- _Consigne_:
Relevez dans l'extrait ci-dessous sur le suivi des prothèses toutes les valeurs écrites en chiffres, en précisant pour chacune ce qu'elle désigne.

- _Extrait_:
----

Le fait d’étudier et de mesurer les risques de complications permet d’améliorer l’information qui est apportée aux patientes avant l’intervention. Les premiers résultats démontrent que les risques de complications et de récidives sont très faibles, de l’ordre de quelques pourcents seulement, et seules 1% des prothèses posées doivent être retirées.

Grâce aux données de l’étude, on mesure la fréquence de survenue des événements, mais aussi les facteurs de risque, à partir des caractéristiques des patientes. « Notre but, c’est de comprendre ce qui cause ces complications », explique le Pr Fritel, « et de déterminer s’il y a des risques évitables ».

En plus des caractéristiques inhérentes à la patiente, d’autres éléments sont à prendre en compte, comme par exemple le type de procédure utilisé, qui peut varier d’un centre à l’autre, ou selon le profil de la patiente.  

Malgré le nombre conséquent de patientes incluses dans l’étude, les données ne permettent pour le moment pas de répondre précisément à la question des causes de complications. « Sur les 10 000 femmes incluses, seules quelques centaines ont développé des complications, et ce pour des raisons qui peuvent différer : âge, type de procédure, antécédents, etc. De plus, elles ne présentent pas forcément les mêmes complications. Avec les données actuelles, nous ne pouvons répondre qu’au début de la question, il faut inclure davantage de participantes pour affiner nos résultats », explique le Pr Fritel.

C’est justement pour compléter ces premières données que l’étude DATAMESH a été mise en place.

DATAMESH : consolider avec les données de l’Assurance maladie

En effet, DATAMESH permet de comparer les données collectées dans le cadre de VIGIMESH avec les données de l’Assurance maladie, à la fois sur les femmes déjà incluses dans l’étude, mais également sur les patientes des autres centres, qui n’ont pas souhaité participer à l’étude VIGIMESH. Ce sont les données d’une dizaine de centres supplémentaires qui ont pu être ajoutées, par rapport à l’étude VIGIMESH, sous forme d’une inclusion rétrospective. En effet, l’investissement en temps nécessaire pour VIGIMESH était trop important pour ces centres, souvent de taille plus modeste. Avec DATAMESH, les chercheurs vont chercher l’information directement dans les données de l’Assurance maladie, et n’ont donc pas besoin de solliciter les cliniciens. « DATAMESH constitue en fait l’évolution de l’étude VIGIMESH, elle vient en compléter les données », ajoute le Pr Fritel.

Les informations collectées sont plus fiables, puisqu’elles reposent sur les codes de prise en charge qui ont été remontés à l’Assurance maladie, et elles permettent de mesurer l’état de santé des patientes plus finement, en donnant accès par exemple aux médicaments qui leur sont prescrits, ou bien aux consultations de médecine générale. Autre avantage, cette entrée permet de continuer à obtenir des données, même si les coordonnées de la patiente changent, contrairement au système de prise de contact de VIGIMESH. Cependant, les données restent moins riches que VIGIMESH. « Avec DATAMESH, on ne recueille que des codes, là où VIGIMESH permet de recueillir d’une part le bilan opératoire rédigé par le chirurgien et le ressenti de la patiente d’autre part », explique le Pr Fritel. Au total, ce sont les données de près de 13 000 femmes qui ont pu être collectées pour le moment.

----

- _Jeu de données_:
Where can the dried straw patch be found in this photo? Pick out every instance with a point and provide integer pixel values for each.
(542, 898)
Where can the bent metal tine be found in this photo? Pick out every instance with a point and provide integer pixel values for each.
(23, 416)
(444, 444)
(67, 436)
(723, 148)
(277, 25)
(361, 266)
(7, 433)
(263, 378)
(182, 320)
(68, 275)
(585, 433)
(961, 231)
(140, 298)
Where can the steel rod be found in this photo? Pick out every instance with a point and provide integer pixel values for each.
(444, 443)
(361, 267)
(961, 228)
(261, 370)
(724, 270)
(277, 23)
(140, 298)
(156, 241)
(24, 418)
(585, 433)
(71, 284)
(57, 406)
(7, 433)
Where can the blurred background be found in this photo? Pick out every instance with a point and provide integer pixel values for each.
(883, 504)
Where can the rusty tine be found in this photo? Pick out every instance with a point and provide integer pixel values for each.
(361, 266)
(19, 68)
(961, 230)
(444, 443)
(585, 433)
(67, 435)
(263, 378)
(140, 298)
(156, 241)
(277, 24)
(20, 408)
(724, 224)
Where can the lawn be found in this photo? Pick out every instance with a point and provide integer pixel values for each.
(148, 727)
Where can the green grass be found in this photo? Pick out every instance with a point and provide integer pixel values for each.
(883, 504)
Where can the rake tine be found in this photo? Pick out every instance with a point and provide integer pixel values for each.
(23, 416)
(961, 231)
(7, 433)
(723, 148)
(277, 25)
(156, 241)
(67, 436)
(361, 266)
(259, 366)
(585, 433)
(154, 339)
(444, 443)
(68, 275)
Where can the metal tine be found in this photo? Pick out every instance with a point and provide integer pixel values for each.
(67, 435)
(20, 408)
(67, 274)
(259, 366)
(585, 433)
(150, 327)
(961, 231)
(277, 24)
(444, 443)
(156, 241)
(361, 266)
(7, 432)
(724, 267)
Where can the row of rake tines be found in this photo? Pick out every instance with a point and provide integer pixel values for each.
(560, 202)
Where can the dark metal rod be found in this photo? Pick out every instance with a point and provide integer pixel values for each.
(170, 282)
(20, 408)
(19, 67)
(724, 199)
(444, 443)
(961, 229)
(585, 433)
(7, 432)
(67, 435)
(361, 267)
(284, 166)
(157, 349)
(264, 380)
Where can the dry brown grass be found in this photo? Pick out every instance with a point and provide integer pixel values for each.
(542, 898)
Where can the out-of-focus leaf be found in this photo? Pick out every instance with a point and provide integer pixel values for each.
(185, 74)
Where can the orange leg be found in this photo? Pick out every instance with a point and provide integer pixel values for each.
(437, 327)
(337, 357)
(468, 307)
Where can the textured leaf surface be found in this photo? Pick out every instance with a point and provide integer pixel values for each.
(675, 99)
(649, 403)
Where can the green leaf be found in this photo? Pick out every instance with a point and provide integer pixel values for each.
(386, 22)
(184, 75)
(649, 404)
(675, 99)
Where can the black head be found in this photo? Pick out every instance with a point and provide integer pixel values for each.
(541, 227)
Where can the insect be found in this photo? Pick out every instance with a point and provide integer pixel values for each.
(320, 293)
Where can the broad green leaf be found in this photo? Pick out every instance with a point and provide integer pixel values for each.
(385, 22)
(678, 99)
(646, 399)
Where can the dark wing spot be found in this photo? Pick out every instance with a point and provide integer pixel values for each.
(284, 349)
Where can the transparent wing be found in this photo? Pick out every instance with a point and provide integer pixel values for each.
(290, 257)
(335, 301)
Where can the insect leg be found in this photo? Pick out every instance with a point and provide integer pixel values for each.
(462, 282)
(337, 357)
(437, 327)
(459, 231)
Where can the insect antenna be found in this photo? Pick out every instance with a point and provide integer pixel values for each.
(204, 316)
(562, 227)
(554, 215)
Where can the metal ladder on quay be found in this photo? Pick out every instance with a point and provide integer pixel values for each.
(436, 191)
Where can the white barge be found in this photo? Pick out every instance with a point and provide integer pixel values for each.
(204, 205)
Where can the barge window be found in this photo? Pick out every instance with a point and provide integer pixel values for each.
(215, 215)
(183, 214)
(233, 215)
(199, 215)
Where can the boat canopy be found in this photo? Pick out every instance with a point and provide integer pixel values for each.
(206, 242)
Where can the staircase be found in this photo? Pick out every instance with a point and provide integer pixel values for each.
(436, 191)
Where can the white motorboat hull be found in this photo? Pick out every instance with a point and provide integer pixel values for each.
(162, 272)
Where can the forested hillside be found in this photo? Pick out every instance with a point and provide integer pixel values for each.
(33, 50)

----

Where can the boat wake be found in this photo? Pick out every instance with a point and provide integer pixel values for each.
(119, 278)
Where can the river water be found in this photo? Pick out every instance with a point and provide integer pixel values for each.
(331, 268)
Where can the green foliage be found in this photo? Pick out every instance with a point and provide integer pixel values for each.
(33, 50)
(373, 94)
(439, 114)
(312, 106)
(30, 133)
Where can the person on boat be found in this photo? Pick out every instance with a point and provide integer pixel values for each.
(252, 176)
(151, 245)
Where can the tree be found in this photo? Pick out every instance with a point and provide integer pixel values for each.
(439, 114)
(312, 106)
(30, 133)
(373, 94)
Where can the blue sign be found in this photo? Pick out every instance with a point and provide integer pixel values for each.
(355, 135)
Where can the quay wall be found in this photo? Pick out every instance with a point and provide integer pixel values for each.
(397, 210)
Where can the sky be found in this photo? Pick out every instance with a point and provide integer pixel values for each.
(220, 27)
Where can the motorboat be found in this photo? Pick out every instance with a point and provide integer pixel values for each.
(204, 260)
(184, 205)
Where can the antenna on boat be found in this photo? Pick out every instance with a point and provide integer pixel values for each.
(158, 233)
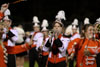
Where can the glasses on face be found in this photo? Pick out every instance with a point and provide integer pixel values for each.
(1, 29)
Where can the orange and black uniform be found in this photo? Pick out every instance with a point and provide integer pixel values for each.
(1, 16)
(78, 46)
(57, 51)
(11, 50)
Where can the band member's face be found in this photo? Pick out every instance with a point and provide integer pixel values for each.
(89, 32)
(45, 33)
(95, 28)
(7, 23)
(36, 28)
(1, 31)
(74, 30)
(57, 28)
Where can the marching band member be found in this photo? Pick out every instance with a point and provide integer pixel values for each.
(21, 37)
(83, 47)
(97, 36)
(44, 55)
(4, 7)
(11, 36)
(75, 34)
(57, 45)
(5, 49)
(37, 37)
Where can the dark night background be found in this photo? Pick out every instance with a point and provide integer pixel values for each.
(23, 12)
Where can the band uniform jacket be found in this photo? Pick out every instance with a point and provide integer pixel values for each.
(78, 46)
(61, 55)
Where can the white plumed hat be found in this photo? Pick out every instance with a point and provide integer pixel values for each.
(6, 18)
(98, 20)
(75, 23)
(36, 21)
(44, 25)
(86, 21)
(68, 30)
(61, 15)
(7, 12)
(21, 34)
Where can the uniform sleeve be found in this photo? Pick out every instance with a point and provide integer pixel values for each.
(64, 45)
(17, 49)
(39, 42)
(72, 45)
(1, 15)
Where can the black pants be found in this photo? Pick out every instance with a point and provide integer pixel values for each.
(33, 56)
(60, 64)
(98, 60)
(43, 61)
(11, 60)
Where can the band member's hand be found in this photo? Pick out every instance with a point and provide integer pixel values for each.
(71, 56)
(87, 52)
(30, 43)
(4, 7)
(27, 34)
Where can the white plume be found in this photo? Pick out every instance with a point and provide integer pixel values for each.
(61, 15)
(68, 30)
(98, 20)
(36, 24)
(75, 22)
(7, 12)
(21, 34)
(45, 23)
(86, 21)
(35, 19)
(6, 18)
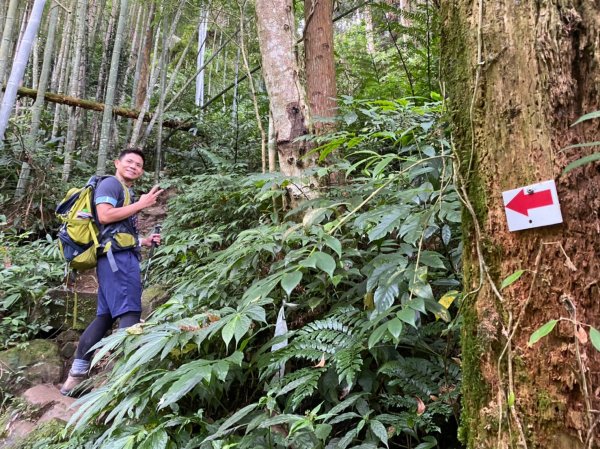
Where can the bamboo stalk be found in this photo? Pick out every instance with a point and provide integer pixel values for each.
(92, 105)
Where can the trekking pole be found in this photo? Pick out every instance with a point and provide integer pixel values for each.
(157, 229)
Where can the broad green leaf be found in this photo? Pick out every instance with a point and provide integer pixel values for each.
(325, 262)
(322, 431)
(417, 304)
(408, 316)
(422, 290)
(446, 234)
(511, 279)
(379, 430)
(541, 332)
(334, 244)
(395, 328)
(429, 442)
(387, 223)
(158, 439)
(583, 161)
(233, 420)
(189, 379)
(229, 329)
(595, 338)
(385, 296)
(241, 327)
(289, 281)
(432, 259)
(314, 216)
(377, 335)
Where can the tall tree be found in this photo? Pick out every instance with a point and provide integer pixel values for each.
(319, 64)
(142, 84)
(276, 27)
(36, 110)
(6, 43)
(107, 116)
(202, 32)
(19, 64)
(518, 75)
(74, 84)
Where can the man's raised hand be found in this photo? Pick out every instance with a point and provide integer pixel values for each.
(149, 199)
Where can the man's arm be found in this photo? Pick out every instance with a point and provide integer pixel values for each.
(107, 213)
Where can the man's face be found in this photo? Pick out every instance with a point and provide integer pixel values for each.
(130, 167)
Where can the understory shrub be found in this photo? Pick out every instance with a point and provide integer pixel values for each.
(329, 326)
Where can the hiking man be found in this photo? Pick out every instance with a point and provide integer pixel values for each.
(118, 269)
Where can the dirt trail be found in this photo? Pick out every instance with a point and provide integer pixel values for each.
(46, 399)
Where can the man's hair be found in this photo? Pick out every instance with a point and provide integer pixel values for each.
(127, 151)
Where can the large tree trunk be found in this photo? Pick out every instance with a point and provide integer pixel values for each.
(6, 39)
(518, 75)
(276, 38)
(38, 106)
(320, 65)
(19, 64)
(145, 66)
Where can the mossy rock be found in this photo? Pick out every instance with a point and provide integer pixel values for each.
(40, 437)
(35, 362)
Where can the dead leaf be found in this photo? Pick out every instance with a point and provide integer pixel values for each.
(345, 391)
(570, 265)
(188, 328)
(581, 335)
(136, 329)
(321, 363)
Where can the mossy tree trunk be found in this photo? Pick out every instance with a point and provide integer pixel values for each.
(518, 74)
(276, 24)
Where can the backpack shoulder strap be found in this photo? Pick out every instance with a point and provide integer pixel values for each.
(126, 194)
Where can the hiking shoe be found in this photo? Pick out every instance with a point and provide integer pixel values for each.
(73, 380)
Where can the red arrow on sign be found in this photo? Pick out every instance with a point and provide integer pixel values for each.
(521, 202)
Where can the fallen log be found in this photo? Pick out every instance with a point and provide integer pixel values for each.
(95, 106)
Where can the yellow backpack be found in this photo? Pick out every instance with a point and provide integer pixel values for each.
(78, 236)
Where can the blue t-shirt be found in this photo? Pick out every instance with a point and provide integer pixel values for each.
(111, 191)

----

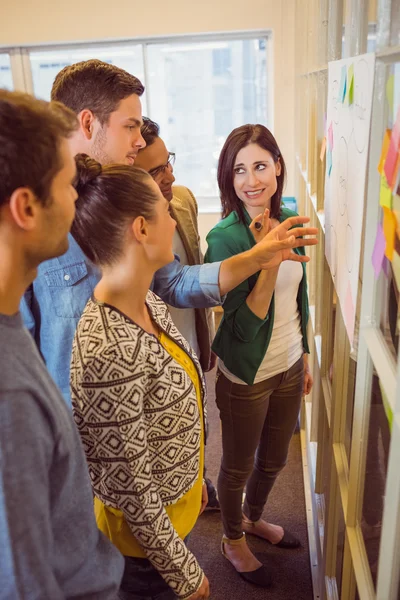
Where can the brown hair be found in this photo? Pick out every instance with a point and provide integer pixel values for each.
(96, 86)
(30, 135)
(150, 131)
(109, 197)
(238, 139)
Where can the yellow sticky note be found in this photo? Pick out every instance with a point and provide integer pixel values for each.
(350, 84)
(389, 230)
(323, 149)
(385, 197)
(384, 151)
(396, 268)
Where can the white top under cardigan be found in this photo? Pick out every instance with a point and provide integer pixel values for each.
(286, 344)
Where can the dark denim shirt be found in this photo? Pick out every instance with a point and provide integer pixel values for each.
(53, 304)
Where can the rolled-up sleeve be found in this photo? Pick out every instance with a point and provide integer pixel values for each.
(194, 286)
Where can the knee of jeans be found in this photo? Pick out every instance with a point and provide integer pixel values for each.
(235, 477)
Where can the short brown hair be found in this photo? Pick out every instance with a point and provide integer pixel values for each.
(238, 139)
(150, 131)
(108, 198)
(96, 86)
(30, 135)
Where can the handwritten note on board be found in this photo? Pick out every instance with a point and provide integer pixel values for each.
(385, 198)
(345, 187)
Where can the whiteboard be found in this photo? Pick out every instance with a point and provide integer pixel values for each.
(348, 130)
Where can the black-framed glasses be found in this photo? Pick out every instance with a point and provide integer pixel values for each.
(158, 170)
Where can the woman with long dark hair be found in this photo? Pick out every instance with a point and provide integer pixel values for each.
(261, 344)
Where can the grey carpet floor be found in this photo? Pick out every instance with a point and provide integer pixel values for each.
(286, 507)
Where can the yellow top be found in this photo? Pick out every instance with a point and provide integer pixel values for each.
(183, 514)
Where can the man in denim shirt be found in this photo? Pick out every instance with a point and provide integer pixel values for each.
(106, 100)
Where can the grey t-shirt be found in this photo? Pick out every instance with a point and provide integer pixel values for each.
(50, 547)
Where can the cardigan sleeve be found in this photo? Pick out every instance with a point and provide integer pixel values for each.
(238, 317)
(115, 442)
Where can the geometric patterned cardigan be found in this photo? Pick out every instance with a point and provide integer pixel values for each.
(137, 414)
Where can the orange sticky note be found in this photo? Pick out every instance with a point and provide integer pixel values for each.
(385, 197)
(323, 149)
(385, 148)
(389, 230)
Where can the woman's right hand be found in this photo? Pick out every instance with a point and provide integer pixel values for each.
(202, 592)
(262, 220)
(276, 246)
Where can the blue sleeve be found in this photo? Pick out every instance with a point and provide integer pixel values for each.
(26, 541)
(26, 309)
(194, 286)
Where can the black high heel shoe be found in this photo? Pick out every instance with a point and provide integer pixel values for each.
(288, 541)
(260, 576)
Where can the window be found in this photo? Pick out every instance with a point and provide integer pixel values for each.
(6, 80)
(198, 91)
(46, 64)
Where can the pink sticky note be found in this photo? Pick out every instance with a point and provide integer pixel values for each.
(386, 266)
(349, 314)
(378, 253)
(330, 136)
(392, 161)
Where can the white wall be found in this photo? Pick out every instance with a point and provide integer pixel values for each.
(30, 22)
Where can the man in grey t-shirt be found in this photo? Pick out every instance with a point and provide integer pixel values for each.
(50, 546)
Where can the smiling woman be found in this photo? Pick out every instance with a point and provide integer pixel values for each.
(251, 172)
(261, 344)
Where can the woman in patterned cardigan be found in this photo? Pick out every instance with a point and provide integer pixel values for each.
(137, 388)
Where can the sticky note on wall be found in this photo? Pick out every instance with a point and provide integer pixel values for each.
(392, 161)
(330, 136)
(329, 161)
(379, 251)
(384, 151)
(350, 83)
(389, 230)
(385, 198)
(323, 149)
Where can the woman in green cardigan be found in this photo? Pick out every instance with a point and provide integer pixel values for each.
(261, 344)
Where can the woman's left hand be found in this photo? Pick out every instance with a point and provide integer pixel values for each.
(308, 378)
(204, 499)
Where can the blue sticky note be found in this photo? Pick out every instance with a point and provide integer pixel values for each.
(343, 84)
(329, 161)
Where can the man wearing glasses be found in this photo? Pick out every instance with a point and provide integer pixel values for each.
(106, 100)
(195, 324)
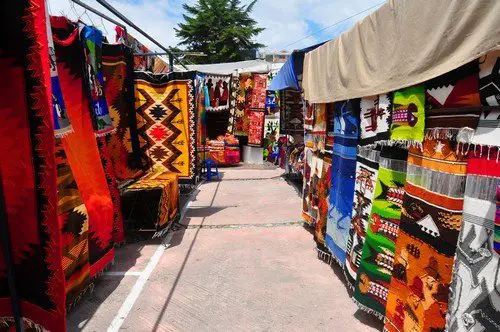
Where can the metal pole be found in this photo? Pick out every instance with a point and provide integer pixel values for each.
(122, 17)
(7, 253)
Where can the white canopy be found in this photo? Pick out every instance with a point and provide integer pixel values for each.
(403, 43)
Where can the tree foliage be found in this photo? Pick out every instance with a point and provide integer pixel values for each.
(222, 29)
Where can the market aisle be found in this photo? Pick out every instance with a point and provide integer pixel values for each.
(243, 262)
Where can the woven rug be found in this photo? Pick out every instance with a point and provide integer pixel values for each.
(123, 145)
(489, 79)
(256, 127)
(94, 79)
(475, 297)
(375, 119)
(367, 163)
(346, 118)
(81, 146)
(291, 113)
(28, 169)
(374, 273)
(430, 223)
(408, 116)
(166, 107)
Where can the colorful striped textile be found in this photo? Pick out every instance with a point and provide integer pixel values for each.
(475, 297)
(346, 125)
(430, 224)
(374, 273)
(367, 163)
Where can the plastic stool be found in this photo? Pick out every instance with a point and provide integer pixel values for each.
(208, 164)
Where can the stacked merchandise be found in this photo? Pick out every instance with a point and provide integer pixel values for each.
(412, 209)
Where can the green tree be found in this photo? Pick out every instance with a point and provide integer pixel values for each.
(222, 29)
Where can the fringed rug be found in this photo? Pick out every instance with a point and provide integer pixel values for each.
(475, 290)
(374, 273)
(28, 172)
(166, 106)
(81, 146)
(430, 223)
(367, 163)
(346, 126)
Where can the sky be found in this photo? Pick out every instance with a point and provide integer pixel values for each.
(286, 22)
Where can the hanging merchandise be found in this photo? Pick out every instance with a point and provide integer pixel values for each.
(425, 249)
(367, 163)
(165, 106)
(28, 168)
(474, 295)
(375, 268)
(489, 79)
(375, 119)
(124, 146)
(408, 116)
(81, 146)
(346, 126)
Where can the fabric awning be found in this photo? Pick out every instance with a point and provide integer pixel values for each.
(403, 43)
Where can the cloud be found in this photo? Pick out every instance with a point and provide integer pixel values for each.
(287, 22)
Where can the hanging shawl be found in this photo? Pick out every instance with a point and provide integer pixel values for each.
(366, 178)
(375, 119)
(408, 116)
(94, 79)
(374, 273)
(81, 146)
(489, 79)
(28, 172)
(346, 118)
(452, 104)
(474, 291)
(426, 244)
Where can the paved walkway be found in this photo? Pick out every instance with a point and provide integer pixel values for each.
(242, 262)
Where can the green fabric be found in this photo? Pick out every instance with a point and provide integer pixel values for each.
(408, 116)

----

- _Corrigé_:
- 1 % : la part des prothèses posées qui doivent être retirées.
- 10 000 : le nombre de femmes incluses dans l'étude.
- 13 000 : le nombre approximatif de femmes dont les données ont été collectées pour le moment.